§ **DATA SUPPLIED**:
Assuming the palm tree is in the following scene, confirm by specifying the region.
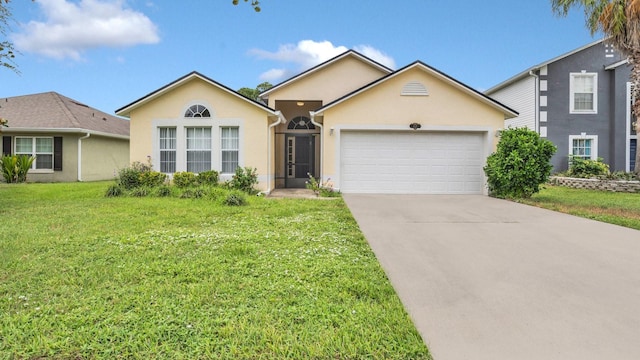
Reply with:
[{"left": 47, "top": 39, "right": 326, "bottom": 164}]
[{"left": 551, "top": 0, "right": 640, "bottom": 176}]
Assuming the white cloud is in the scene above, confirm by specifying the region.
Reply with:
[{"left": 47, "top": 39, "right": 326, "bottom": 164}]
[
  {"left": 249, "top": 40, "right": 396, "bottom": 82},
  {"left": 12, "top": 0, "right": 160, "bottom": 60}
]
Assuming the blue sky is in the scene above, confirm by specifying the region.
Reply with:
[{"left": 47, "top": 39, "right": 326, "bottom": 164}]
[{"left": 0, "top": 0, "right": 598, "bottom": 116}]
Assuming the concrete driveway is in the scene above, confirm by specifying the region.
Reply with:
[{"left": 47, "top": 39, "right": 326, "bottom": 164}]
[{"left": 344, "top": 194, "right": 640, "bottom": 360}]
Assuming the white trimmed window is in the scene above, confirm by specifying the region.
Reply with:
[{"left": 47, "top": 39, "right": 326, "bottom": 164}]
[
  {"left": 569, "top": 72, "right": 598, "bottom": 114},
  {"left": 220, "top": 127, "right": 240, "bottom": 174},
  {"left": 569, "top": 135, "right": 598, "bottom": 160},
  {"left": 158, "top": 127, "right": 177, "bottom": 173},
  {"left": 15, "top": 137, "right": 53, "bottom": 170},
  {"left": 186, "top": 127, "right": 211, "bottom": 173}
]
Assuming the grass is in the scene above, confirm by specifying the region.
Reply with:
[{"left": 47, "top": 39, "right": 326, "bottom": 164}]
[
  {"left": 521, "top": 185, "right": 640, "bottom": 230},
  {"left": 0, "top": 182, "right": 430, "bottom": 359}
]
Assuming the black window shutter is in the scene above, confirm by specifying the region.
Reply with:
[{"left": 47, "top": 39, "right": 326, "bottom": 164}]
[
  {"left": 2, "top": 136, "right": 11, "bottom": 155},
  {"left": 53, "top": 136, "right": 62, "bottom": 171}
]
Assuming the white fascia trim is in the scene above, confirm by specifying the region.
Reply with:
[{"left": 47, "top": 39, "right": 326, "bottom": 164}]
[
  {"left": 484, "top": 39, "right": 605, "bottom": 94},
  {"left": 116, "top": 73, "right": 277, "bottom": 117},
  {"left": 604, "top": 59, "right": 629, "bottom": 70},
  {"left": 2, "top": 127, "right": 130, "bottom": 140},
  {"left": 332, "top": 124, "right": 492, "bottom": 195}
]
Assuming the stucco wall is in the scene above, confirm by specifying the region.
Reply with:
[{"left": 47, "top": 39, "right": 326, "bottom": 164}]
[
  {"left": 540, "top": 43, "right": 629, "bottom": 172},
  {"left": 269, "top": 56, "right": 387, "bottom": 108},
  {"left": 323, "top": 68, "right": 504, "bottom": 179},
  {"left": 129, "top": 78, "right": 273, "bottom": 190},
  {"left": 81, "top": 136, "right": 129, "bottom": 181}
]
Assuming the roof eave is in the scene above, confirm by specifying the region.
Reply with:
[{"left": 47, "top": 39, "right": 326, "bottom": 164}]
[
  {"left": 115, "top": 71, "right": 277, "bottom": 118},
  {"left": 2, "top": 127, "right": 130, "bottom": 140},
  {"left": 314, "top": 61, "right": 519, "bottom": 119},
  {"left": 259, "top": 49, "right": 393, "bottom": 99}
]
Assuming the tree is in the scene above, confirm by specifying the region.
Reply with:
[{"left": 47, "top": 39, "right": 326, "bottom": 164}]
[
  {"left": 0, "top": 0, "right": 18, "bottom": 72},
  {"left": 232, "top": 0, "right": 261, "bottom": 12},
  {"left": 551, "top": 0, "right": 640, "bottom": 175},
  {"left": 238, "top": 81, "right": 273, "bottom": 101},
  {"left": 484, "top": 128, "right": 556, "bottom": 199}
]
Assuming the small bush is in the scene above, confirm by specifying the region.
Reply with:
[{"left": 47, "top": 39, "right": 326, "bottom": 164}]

§ **TASK BRIEF**: Please report every line in the items above that contains the word "white".

§ **ANSWER TO THIS EXERCISE**:
Assuming the white cloud is in the scene above, confirm by specifying the region.
Assuming the white trimmed window is in the scene above, confirm by specifying the region.
Assuming the white fascia trim is in the scene above, confirm by specifying the region.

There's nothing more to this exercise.